* Tarefas e exercícios
- A) Reescreva o trecho sobre a retaliação econômica começando em "Retaliação econômica: até" e indo até "e serviços nipônicos.", com "boicote" substituído por "represália".
- B) Continue o texto sobre a tensão econômica entre China e Japão a partir da última frase apresentada.

* Trecho fornecido
*****

Retaliação econômica: até onde a China pode ir?

A discussão em torno de retaliações econômicas não é apenas retórica. A China é um dos principais parceiros comerciais do Japão, e qualquer escalada pode ter efeitos significativos:

  • Exportações japonesas em setores como automóveis, componentes eletrônicos e produtos químicos correm risco se Pequim impor barreiras diretas ou indiretas;
  • Empresas japonesas instaladas na China podem enfrentar inspeções, obstáculos regulatórios e campanhas de boicote, como já ocorreu em crises anteriores;
  • O uso de turismo e consumo doméstico como arma – desestimulando cidadãos chineses a viajarem ao Japão ou comprarem produtos japoneses – tem impacto relevante em varejo, hotelaria e serviços nipônicos.

Por outro lado, a própria China precisa medir o custo de uma retaliação mais dura. Em um momento em que tenta estabilizar um setor imobiliário em crise, manter alguma previsibilidade nas relações econômicas com o Japão – fornecedor de tecnologia, insumos industriais e investimentos – também é do interesse de Pequim.

Essa interdependência é o que torna o embate mais complexo: ambos os lados têm capacidade de causar dano, mas também têm muito a perder.

Takaichi entre a pressão interna e o choque externo

Para Sanae Takaichi, o megaestímulo é, ao mesmo tempo:

  • Um instrumento econômico, para aliviar o custo de vida e evitar perda de dinamismo;
  • Um movimento político, para consolidar sua liderança recém-iniciada e demonstrar ação rápida;
  • Um componente de estratégia de poder, ao direcionar recursos para setores sensíveis na disputa com a China.

*****

* Linhas apresentadas
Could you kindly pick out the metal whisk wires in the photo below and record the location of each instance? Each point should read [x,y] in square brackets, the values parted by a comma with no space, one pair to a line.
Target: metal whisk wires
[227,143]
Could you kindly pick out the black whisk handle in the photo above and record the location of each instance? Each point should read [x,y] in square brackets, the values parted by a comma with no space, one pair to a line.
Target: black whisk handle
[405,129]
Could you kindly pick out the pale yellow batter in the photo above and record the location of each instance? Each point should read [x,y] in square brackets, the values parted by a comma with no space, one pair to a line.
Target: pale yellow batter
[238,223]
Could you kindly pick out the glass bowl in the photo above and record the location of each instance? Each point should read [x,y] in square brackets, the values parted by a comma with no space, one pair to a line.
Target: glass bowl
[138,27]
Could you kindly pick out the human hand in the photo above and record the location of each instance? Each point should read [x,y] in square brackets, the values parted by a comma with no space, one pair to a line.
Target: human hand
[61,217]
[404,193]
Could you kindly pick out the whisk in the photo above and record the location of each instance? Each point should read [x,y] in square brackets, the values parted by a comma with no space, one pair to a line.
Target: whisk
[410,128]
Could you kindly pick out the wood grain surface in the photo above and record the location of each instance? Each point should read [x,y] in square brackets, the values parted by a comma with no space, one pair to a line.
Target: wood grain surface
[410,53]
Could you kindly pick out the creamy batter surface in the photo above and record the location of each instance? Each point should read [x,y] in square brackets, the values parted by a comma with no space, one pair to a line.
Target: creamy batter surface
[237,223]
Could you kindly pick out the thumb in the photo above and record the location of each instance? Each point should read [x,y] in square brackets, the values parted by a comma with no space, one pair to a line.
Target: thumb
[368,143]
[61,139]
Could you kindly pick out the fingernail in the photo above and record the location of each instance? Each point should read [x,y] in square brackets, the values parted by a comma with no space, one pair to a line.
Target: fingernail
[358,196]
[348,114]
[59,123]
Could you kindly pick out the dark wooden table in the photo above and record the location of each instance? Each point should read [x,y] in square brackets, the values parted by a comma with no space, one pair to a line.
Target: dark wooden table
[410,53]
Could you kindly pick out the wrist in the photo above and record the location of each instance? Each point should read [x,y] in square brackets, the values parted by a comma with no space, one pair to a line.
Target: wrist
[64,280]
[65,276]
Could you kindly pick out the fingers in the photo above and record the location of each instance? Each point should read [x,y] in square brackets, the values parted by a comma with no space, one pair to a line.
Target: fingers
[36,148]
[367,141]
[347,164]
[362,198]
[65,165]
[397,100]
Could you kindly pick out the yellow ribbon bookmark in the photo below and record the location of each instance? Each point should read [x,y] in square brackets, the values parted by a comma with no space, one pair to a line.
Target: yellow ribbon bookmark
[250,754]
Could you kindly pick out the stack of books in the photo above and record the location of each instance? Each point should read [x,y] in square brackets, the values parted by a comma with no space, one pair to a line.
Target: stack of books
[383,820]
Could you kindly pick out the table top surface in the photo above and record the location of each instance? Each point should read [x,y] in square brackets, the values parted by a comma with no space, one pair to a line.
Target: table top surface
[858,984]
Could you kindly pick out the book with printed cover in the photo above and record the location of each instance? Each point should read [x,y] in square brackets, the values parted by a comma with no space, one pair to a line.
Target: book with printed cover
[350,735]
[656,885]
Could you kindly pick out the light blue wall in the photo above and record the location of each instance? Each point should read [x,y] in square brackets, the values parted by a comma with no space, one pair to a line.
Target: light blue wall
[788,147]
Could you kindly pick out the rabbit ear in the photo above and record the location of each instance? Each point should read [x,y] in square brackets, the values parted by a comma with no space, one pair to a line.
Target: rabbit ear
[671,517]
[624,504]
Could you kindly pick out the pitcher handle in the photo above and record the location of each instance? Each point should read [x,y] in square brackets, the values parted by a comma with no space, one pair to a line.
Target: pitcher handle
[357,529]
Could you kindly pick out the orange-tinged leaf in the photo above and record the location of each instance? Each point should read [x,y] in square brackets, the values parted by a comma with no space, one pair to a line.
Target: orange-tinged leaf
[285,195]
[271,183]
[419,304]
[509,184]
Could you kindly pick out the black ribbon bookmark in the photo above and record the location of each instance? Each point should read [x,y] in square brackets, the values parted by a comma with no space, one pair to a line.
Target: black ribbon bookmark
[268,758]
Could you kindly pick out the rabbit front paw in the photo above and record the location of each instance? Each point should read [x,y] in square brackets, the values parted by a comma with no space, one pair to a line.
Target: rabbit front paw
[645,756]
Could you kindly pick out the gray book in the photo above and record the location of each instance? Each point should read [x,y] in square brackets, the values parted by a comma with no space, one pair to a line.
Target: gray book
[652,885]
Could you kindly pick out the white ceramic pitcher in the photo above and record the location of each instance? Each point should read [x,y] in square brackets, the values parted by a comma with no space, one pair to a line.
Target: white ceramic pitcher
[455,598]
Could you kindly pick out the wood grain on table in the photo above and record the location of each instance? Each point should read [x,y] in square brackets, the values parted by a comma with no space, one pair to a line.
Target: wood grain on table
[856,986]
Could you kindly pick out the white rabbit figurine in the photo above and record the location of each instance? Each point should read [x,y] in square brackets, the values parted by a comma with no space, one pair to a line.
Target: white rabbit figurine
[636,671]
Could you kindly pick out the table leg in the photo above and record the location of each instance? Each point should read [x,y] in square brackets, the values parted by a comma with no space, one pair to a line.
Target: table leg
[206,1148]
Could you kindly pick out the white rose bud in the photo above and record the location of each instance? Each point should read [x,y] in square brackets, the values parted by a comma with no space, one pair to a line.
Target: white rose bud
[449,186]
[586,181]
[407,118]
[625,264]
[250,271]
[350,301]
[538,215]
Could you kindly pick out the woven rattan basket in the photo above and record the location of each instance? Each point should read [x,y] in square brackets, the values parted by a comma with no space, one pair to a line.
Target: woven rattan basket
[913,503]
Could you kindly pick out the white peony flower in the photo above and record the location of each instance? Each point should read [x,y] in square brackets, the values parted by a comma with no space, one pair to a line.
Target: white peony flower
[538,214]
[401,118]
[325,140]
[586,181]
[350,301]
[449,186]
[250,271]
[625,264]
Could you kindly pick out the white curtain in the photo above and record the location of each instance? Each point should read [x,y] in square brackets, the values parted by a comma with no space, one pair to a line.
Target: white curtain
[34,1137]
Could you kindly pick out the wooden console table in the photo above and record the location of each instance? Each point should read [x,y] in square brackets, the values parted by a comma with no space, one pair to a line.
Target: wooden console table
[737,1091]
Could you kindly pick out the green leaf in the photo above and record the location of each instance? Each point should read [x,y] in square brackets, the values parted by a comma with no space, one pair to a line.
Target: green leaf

*****

* Respostas do exercício
- A)
Retaliação econômica: até onde a China pode ir?

A discussão em torno de retaliações econômicas não é apenas retórica. A China é um dos principais parceiros comerciais do Japão, e qualquer escalada pode ter efeitos significativos:

  • Exportações japonesas em setores como automóveis, componentes eletrônicos e produtos químicos correm risco se Pequim impor barreiras diretas ou indiretas;
  • Empresas japonesas instaladas na China podem enfrentar inspeções, obstáculos regulatórios e campanhas de represália, como já ocorreu em crises anteriores;
  • O uso de turismo e consumo doméstico como arma – desestimulando cidadãos chineses a viajarem ao Japão ou comprarem produtos japoneses – tem impacto relevante em varejo, hotelaria e serviços nipônicos.

- B)
O problema é que a combinação de endividamento elevado, fragilidade cambial e tensão com o maior parceiro comercial cria um ambiente de alto risco. Comparações com o episódio britânico de 2022 – quando o mercado puniu duramente um plano fiscal mal recebido – aparecem com frequência em análises recentes sobre o Japão.

Se a retaliação chinesa se aprofundar justamente quando Tóquio expande gastos e emite mais dívida, o impacto pode ser duplo:

  1. Financeiro: aumento de juros, queda do iene e maior custo de rolagem da dívida;
  2. Real: perda de exportações, dificuldade em acesso a insumos estratégicos e queda de confiança empresarial.

Para onde vai a relação Japão–China?

Analistas já falam em uma possível “longa temporada de inverno” nas relações entre Tóquio e Pequim. Em crises anteriores, como a disputa pelas ilhas Senkaku/Diaoyu em 2012, a combinação de nacionalismo, atritos diplomáticos e boicotes econômicos mostrou ter custos altos para os dois lados.

Desta vez, o contexto é ainda mais delicado:

  • A disputa acontece em meio a uma ordem internacional em transformação, com competição aberta entre China e Estados Unidos;
  • O tema sensível é Taiwan, um dos potenciais gatilhos de crise global mais citados por estrategistas;
  • A política interna dos dois países também empurra líderes a adotarem posturas firmes, com pouco espaço para concessões aparentes.

Em paralelo, Japão e China continuam profundamente conectados por comércio, investimentos e cadeias de suprimentos. A questão central passa a ser: até que ponto a geopolítica pode tensionar essas conexões sem rompê-las?

Conclusão: estímulos gigantes, riscos proporcionais

O lançamento de um megaestímulo japonês e a preparação de um novo pacote chinês para o setor imobiliário mostram que a Ásia entra em uma fase de intervenção estatal intensa na economia, tentando lidar com inflação, desaceleração e crise de confiança.

Mas, desta vez, a fronteira entre “política econômica” e “estratégia geopolítica” é cada vez mais tênue:

  • O Japão usa o estímulo para aliviar famílias, mas também para reforçar setores estratégicos e sustentar sua posição num cenário de rivalidade com a China;
  • A China tenta salvar seu setor imobiliário, mas considera usar o peso econômico para punir o Japão por sua postura em relação a Taiwan;
  • Mercados, empresas e trabalhadores dos dois lados se tornam reféns de uma disputa que combina moeda, dívida, comércio, tecnologia e segurança.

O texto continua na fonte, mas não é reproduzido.